--- start PASSAGE PROVIDED ---

Well, it would compile, it could work, but whether or not the validity of it would be what you actually want, we could argue. you but um yeah so that the dictionaries in c sharp are much like uh the java hash table where
uh you would have the key and value types you know as generics hey i just had a thought
what if you were trying to truly just store a collection of random things you know doesn't you didn't care
about strongly type that's a good point that's a good time that you might use the hash table over
the dictionary oh yeah sure right where you want to have mix it kind of like in the last maybe was
the last episode where i'd mentioned where you might have the array of pointers and each pointer
pointed to something different yeah something like that. So a hash table might work there really well. Yeah. An example I like there is if you have an array and you want to
say, get the unique items out of it. One strategy for doing that is to loop through that array and
throw those items into a hash table. And whenever there's a collision or rather you try to store the
same key twice, then you might say, okay, this item's been duplicated. Either kick it out or do something special with it.
But in that case, all you really care about are the keys.
So you're throwing this thing into a hash table or a dictionary,
but the value is what, zero?
Is it true?
It doesn't matter because all you care about are the keys.
So that's kind of an interesting case there.
Yep.
Here was another, just going back to this
Java versus C Sharp
the dictionary in C Sharp versus the hash table
in Java both of them being typed
it was kind of curious
that in Java the hash table actually
extends dictionary well it's hash map
right in Java no no no wait I'm not
talking about hash map I'm talking about hash table
if you look at the class
you want to get confusing now, right?

--- end PASSAGE PROVIDED ---
--- start DATA LINES ---

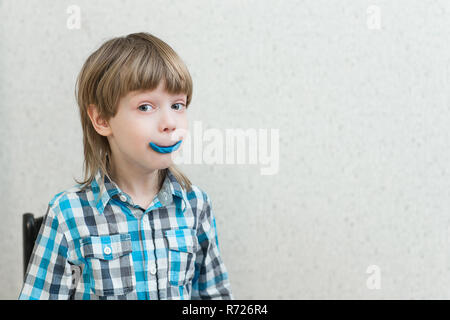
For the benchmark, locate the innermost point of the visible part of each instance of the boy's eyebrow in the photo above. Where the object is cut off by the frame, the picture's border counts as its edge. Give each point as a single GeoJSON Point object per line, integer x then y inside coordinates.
{"type": "Point", "coordinates": [146, 96]}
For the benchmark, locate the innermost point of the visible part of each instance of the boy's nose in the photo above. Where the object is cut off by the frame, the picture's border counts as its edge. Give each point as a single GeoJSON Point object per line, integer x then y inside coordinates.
{"type": "Point", "coordinates": [167, 122]}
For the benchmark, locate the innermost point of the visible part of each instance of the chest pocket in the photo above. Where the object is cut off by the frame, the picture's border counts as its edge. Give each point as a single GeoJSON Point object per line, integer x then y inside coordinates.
{"type": "Point", "coordinates": [182, 245]}
{"type": "Point", "coordinates": [110, 265]}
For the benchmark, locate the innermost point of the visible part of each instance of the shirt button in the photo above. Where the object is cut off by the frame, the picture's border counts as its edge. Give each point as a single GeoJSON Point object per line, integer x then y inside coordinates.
{"type": "Point", "coordinates": [107, 250]}
{"type": "Point", "coordinates": [152, 270]}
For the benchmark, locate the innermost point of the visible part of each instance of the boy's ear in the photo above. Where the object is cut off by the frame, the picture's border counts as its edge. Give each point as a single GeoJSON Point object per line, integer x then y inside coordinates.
{"type": "Point", "coordinates": [100, 125]}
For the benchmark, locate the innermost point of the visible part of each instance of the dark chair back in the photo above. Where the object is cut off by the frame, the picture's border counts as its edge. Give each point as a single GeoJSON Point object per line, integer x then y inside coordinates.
{"type": "Point", "coordinates": [30, 230]}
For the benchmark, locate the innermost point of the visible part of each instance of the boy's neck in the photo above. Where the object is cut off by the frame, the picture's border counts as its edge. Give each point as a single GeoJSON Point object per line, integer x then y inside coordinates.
{"type": "Point", "coordinates": [138, 184]}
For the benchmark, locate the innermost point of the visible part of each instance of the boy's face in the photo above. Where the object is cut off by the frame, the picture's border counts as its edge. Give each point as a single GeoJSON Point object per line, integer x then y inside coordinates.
{"type": "Point", "coordinates": [144, 117]}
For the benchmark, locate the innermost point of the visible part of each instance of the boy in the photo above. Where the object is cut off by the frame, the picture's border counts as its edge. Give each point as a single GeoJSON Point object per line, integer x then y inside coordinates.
{"type": "Point", "coordinates": [135, 228]}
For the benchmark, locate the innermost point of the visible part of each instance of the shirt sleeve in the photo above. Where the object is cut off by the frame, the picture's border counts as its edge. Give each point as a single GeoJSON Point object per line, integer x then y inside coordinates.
{"type": "Point", "coordinates": [211, 277]}
{"type": "Point", "coordinates": [48, 273]}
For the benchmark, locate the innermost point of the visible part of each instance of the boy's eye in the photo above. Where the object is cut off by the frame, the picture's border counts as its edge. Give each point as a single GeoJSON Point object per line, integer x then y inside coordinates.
{"type": "Point", "coordinates": [145, 105]}
{"type": "Point", "coordinates": [180, 106]}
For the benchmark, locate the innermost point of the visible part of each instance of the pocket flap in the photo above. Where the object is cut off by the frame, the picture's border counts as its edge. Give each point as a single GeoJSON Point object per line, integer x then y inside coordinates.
{"type": "Point", "coordinates": [181, 239]}
{"type": "Point", "coordinates": [106, 247]}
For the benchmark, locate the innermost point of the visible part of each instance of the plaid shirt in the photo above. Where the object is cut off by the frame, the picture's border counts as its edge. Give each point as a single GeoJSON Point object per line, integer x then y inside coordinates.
{"type": "Point", "coordinates": [114, 249]}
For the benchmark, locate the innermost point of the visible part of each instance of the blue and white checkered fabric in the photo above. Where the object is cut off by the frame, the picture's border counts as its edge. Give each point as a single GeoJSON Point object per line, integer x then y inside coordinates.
{"type": "Point", "coordinates": [110, 248]}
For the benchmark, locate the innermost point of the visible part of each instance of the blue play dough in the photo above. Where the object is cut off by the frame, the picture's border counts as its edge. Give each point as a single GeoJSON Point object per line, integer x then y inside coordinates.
{"type": "Point", "coordinates": [165, 149]}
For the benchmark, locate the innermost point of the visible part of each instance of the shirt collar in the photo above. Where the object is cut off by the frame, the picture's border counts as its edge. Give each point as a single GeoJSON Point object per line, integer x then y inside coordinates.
{"type": "Point", "coordinates": [171, 187]}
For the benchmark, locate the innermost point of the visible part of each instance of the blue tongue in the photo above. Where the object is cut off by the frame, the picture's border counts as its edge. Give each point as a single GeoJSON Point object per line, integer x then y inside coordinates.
{"type": "Point", "coordinates": [165, 149]}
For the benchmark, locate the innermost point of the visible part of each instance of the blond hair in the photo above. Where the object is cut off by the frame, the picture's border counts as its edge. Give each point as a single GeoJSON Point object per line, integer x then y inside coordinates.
{"type": "Point", "coordinates": [138, 61]}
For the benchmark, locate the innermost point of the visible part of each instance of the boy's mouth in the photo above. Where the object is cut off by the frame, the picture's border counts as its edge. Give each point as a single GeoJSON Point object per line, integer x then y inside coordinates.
{"type": "Point", "coordinates": [165, 149]}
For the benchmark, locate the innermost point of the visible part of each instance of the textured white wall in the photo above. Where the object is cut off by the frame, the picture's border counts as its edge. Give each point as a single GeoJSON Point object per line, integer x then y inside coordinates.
{"type": "Point", "coordinates": [359, 91]}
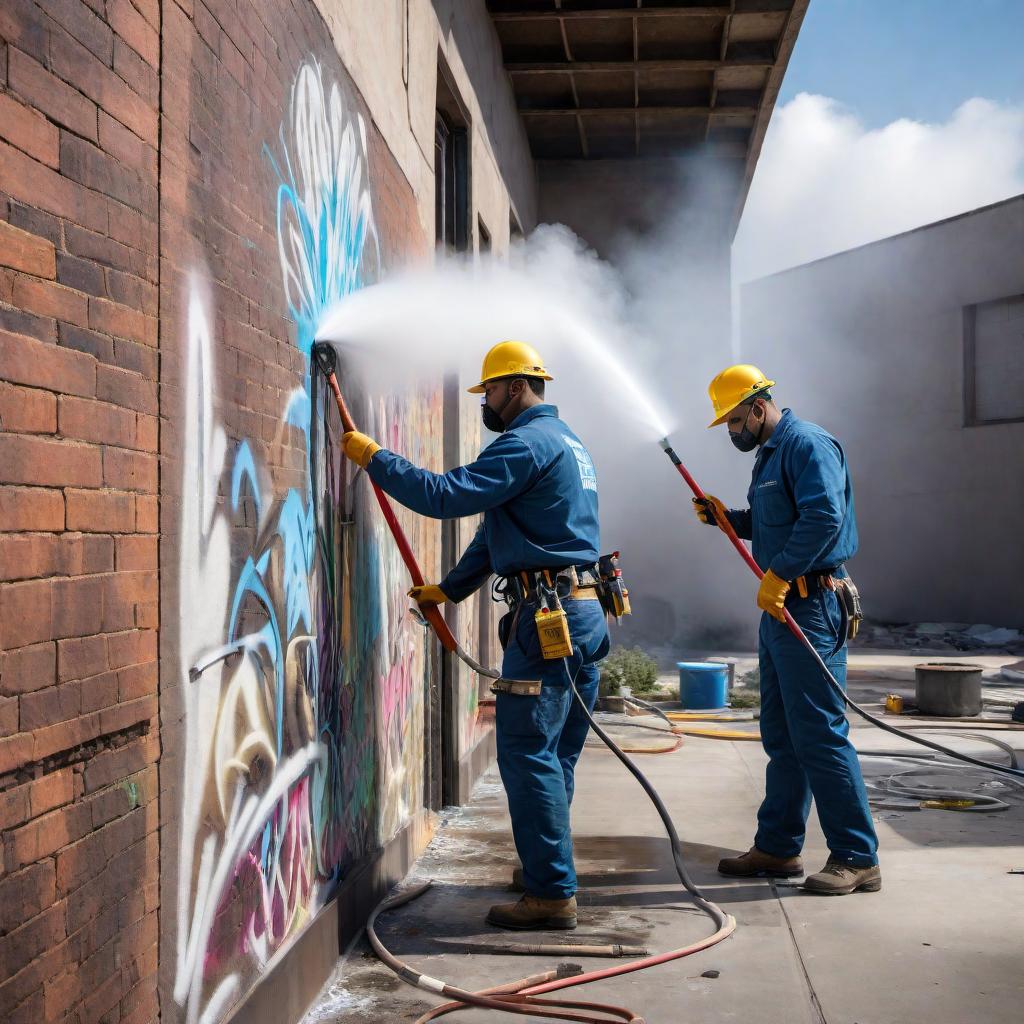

--- end DATA LINES ---

▶ PROBLEMS:
1. Translate this sentence from the hash table discussion into Spanish: "One strategy for doing that is to loop through that array and throw those items into a hash table."
2. Answer these questions using the hash table discussion:
(a) What are dictionaries in C# said to be much like?
(b) When using a hash table to get the unique items out of an array, what is all you really care about?
(c) What does the hash table in Java extend?
The material has no connection to the hash table discussion.

▶ ANSWERS PROVIDED:
1. Una estrategia para hacerlo es recorrer ese arreglo e ir metiendo esos elementos en una tabla hash.

2.
(a) The Java hash table.
(b) The keys.
(c) Dictionary.